## GIVEN RECORDS

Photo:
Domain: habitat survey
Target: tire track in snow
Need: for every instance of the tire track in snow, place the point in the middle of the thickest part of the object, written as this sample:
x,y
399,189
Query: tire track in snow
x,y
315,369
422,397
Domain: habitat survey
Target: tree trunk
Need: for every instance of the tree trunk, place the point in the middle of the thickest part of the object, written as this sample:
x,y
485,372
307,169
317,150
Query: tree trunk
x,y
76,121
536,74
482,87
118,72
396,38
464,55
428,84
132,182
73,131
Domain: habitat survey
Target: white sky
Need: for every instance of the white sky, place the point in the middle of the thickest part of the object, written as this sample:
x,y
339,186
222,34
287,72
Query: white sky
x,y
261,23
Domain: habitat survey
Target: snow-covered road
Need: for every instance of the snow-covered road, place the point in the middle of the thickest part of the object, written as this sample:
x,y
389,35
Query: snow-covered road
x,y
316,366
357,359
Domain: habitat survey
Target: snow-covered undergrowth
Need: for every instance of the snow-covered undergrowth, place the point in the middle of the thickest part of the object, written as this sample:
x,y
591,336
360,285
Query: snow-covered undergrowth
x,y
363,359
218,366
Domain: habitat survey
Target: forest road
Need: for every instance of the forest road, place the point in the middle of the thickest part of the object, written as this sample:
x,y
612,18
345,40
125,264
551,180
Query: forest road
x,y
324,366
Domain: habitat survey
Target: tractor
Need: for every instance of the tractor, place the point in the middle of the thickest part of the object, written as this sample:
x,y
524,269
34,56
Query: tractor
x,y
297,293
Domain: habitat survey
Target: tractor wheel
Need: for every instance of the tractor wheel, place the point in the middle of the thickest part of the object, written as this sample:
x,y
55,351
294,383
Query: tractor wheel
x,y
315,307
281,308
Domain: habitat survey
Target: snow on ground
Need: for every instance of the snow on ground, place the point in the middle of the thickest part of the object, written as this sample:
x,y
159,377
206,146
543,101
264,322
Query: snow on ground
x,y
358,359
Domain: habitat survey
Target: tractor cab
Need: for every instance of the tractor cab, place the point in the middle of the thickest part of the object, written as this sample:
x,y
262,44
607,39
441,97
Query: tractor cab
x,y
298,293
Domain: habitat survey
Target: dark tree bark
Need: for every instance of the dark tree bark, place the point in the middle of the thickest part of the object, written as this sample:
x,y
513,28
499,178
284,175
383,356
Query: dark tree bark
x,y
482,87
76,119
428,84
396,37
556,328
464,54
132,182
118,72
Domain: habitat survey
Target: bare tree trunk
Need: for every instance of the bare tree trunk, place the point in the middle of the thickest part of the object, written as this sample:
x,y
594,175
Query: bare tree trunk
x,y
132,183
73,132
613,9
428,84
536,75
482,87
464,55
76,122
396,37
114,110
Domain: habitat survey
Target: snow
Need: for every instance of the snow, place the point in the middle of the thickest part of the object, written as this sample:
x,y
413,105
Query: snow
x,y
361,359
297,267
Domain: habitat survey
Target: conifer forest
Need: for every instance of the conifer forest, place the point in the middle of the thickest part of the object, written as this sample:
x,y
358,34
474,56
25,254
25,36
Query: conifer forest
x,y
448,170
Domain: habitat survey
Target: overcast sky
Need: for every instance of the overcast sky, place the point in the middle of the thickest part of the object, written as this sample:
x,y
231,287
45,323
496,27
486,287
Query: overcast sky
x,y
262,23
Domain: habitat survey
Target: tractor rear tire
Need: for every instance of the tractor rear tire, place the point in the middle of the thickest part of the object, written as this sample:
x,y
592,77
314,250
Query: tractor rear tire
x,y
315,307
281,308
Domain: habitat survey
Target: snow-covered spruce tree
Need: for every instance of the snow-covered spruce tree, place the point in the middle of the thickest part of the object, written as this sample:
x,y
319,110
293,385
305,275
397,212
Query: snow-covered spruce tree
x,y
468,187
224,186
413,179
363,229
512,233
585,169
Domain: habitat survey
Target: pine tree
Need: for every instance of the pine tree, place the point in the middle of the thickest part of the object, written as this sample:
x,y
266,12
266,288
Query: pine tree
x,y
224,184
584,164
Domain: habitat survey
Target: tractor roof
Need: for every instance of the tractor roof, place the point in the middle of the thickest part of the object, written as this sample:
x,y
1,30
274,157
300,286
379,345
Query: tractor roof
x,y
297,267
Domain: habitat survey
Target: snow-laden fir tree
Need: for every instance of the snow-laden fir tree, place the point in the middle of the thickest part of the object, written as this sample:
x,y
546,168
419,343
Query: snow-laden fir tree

## TASK DESCRIPTION
Which lines above contain the string "covered", counting only matches with the same capitalization? Locate each one and copy it out in full.

## TASK RESULT
Target: snow-covered road
Need: for every instance of the snow-covered road, place the point in the middle of the thickest part of the object, written as this sample:
Query: snow-covered road
Target: snow-covered undergrowth
Need: for every instance of the snow-covered undergrowth, place the point in the middle of the thickest part of the object, written as this sample:
Query: snow-covered undergrowth
Target: snow-covered spruce tree
Need: for every instance of the snow-covered spruce tree, place the point in the middle of the thickest part of the object, written as this sample:
Query: snow-covered spruce tree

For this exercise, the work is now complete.